• _Instructions to follow_
Copy out the article below on tourism in The Alice word for word, in full.

• _Text segment_
┌──

By ERWIN CHLANDA
The fabric of our tourism needs to be like a patchwork quilt, with many patterns, “a big fabric which defines itself” in the world of competition.
We’re not short of patches: The “tactile” experiences ranging from eco tourism to getting to know the locals, from fresh air to the lack of ambient light displaying the night sky “that is so rich,” the wide open spaces, the MacDonnell Ranges.
And the national news reporting of the latest crime wave in The Alice is unlikely to make much of a difference, says Brendan McKenna, COO for Australia and New Zealand of the JUCY Group, a camper car hire business from across the ditch that’s been in Australia for 12 years.
He sees the town as a hub from which to strike out into the landscape where safety isn’t an issue.
There are “challenges” elsewhere: “There are shootings in the USA,” he says.
Some parts of Sydney are unsafe. You wouldn’t go for a lonely walk in the African jungle at night.
And besides, people will travel to see for themselves what the trouble is, including floods and fires, where obvious caution is required.
But we need to make it easier for tourists to get here, seal roads and fix the airline “hit and miss,” says Mr McKenna.
Access is the key. For example, full sealing of the Outback Way, which would cut 500 kms off the all-bitumen east-west trip from Brisbane to Perth, will make a “substantial” difference to The Centre’s tourism industry, now relying a lot on the north-south Stuart Highway.
Camper vehicles, unless they are 4WD, are not permitted off sealed roads.
Aussies don’t mind long road trips but they don’t want to waste their time.
Will electric cars be suitable for dirt roads? They would certainly make the long trips more comfortable. Infrastructure, such as charging stations, are critical.

└──

• _Data section_
┌──

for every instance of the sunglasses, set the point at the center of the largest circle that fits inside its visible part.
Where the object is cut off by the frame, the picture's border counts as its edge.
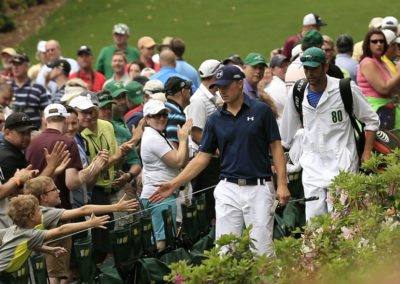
(375, 41)
(51, 190)
(159, 115)
(308, 58)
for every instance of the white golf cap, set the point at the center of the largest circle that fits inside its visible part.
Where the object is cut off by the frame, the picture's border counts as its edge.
(158, 96)
(390, 36)
(153, 86)
(82, 102)
(313, 20)
(153, 107)
(390, 23)
(41, 47)
(209, 68)
(55, 110)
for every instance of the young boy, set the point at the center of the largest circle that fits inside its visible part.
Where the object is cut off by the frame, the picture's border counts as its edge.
(44, 189)
(18, 241)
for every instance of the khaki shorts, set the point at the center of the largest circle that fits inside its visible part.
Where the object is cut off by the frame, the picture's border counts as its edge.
(58, 267)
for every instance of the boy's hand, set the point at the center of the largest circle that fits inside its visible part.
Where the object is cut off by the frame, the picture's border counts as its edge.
(124, 205)
(57, 251)
(98, 222)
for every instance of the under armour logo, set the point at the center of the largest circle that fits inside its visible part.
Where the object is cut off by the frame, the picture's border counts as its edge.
(219, 74)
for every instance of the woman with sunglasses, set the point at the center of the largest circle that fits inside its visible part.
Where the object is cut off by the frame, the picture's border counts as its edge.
(161, 162)
(374, 78)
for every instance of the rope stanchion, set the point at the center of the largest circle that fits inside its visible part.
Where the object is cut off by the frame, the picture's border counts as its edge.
(134, 213)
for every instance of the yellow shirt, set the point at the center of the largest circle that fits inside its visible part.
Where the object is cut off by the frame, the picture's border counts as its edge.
(104, 138)
(389, 64)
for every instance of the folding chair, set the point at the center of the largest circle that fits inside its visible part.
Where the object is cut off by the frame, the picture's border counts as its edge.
(88, 271)
(122, 249)
(38, 263)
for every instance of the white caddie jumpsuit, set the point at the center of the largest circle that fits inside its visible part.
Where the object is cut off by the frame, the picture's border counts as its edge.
(328, 143)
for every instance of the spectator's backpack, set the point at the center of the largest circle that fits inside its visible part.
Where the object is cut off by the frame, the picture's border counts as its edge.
(385, 141)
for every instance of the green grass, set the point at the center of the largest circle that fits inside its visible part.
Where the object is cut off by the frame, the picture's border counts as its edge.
(210, 28)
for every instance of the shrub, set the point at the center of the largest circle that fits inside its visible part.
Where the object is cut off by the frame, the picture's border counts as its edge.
(357, 243)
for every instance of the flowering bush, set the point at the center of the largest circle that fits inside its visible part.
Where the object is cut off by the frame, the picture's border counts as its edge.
(357, 243)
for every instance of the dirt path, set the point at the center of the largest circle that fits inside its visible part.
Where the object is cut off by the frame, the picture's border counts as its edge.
(28, 22)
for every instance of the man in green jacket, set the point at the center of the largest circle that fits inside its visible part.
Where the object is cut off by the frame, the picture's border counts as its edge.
(120, 37)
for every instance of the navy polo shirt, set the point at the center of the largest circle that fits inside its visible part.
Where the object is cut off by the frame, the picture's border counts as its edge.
(243, 140)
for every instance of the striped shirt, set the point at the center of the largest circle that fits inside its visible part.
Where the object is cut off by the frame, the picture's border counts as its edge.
(176, 117)
(31, 98)
(202, 105)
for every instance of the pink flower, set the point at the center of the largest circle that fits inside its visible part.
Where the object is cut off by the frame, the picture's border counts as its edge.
(179, 279)
(347, 233)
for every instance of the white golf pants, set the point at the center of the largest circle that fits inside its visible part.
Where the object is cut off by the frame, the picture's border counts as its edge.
(239, 206)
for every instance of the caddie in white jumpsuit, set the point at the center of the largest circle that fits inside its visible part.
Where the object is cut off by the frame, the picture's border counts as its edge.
(329, 145)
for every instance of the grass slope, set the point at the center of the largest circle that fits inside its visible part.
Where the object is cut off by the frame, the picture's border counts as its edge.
(211, 28)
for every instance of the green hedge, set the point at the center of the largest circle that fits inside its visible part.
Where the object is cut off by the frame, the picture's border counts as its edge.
(7, 21)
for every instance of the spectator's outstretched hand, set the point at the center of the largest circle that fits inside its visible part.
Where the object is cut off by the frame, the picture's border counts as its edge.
(163, 191)
(26, 174)
(57, 155)
(98, 222)
(125, 205)
(57, 251)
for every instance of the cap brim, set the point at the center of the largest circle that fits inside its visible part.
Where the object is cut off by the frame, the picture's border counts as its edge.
(118, 92)
(221, 83)
(79, 53)
(102, 104)
(312, 64)
(257, 62)
(25, 128)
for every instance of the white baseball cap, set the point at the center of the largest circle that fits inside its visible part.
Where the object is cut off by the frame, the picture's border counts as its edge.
(313, 20)
(55, 110)
(209, 68)
(375, 23)
(153, 86)
(389, 23)
(153, 107)
(390, 36)
(41, 47)
(82, 102)
(158, 96)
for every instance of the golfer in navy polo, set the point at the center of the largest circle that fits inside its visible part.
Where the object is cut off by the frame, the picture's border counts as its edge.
(242, 131)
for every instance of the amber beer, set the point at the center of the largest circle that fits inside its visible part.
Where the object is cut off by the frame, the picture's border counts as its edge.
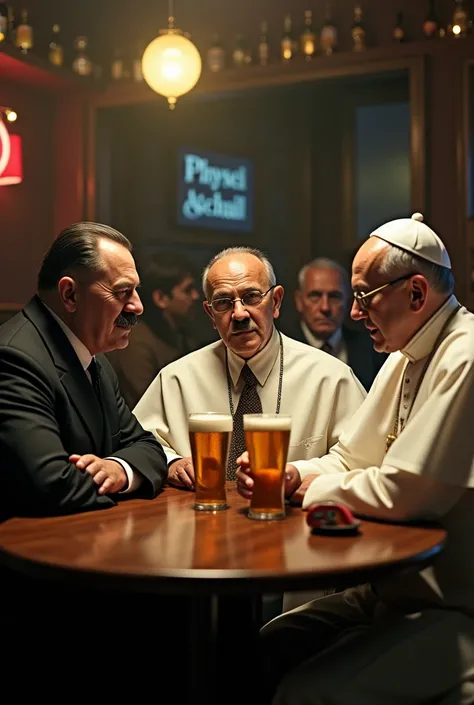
(266, 438)
(209, 434)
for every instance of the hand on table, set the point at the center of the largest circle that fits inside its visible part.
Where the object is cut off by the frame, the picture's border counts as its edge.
(181, 474)
(108, 475)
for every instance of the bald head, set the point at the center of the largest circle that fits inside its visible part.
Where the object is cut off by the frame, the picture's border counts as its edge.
(243, 279)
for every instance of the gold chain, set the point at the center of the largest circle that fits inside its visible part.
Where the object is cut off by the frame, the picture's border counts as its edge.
(393, 436)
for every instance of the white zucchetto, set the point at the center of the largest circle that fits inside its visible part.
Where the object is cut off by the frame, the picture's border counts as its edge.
(412, 235)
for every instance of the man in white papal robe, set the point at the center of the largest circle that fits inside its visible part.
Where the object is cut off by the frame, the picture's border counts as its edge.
(406, 455)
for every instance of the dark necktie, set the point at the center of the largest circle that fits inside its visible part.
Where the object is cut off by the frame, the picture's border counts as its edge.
(249, 403)
(95, 378)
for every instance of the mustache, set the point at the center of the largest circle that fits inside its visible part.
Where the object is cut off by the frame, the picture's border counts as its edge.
(126, 320)
(243, 325)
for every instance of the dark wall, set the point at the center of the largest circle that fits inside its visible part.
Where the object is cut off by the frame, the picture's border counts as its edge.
(137, 172)
(299, 140)
(27, 209)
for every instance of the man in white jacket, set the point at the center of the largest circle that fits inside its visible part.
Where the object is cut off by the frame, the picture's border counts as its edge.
(407, 454)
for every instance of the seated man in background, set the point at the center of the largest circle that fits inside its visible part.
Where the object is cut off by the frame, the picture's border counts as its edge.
(252, 367)
(68, 441)
(407, 455)
(169, 295)
(322, 299)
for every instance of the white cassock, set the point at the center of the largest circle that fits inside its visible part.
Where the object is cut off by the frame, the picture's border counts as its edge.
(319, 392)
(422, 646)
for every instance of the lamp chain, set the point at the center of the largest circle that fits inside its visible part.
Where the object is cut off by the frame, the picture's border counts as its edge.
(170, 14)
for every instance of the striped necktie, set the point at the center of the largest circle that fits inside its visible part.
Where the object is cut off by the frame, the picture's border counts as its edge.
(95, 377)
(249, 403)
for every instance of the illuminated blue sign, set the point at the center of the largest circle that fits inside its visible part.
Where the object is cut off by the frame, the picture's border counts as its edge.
(215, 191)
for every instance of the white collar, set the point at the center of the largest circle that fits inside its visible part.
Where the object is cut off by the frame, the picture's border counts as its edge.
(79, 348)
(334, 341)
(261, 364)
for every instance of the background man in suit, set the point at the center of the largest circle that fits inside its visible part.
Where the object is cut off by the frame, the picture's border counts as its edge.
(69, 443)
(322, 300)
(169, 295)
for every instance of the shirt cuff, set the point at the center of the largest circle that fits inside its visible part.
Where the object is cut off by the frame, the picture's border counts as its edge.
(134, 478)
(171, 457)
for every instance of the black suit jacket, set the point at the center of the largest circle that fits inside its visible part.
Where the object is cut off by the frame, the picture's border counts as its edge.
(48, 411)
(361, 356)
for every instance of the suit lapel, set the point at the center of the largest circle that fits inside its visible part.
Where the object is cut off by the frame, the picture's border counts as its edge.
(107, 393)
(70, 371)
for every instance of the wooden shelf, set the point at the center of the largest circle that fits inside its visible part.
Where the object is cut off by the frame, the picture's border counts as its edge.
(297, 71)
(31, 70)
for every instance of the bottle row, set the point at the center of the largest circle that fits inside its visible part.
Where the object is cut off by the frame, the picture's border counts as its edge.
(306, 41)
(310, 41)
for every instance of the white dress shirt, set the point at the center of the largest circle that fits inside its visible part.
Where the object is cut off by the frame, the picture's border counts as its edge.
(319, 392)
(85, 358)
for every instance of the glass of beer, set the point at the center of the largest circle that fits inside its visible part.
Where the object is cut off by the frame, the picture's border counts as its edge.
(209, 435)
(266, 438)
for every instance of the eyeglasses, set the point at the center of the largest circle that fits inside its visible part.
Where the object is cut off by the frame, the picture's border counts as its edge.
(251, 299)
(364, 299)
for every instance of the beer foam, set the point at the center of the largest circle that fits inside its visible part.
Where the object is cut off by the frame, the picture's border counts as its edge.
(210, 422)
(257, 422)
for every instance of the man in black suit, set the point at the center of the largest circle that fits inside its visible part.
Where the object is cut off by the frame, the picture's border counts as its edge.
(322, 299)
(68, 441)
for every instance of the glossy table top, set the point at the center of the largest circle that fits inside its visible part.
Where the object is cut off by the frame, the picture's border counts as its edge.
(165, 545)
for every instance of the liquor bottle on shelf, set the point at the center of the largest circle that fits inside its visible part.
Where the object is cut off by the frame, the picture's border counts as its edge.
(82, 65)
(5, 18)
(137, 73)
(263, 49)
(308, 37)
(55, 48)
(431, 23)
(460, 19)
(238, 55)
(398, 34)
(24, 33)
(328, 36)
(216, 55)
(287, 42)
(116, 67)
(358, 30)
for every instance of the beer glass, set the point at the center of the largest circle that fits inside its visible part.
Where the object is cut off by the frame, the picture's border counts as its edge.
(209, 435)
(266, 438)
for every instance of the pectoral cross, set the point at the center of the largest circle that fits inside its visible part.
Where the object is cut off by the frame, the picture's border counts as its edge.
(390, 438)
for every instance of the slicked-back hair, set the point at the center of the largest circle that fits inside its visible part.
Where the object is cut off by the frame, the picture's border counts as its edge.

└──

• _Answer below_
By ERWIN CHLANDA
The fabric of our tourism needs to be like a patchwork quilt, with many patterns, “a big fabric which defines itself” in the world of competition.
We’re not short of patches: The “tactile” experiences ranging from eco tourism to getting to know the locals, from fresh air to the lack of ambient light displaying the night sky “that is so rich,” the wide open spaces, the MacDonnell Ranges.
And the national news reporting of the latest crime wave in The Alice is unlikely to make much of a difference, says Brendan McKenna, COO for Australia and New Zealand of the JUCY Group, a camper car hire business from across the ditch that’s been in Australia for 12 years.
He sees the town as a hub from which to strike out into the landscape where safety isn’t an issue.
There are “challenges” elsewhere: “There are shootings in the USA,” he says.
Some parts of Sydney are unsafe. You wouldn’t go for a lonely walk in the African jungle at night.
And besides, people will travel to see for themselves what the trouble is, including floods and fires, where obvious caution is required.
But we need to make it easier for tourists to get here, seal roads and fix the airline “hit and miss,” says Mr McKenna.
Access is the key. For example, full sealing of the Outback Way, which would cut 500 kms off the all-bitumen east-west trip from Brisbane to Perth, will make a “substantial” difference to The Centre’s tourism industry, now relying a lot on the north-south Stuart Highway.
Camper vehicles, unless they are 4WD, are not permitted off sealed roads.
Aussies don’t mind long road trips but they don’t want to waste their time.
Will electric cars be suitable for dirt roads? They would certainly make the long trips more comfortable. Infrastructure, such as charging stations, are critical.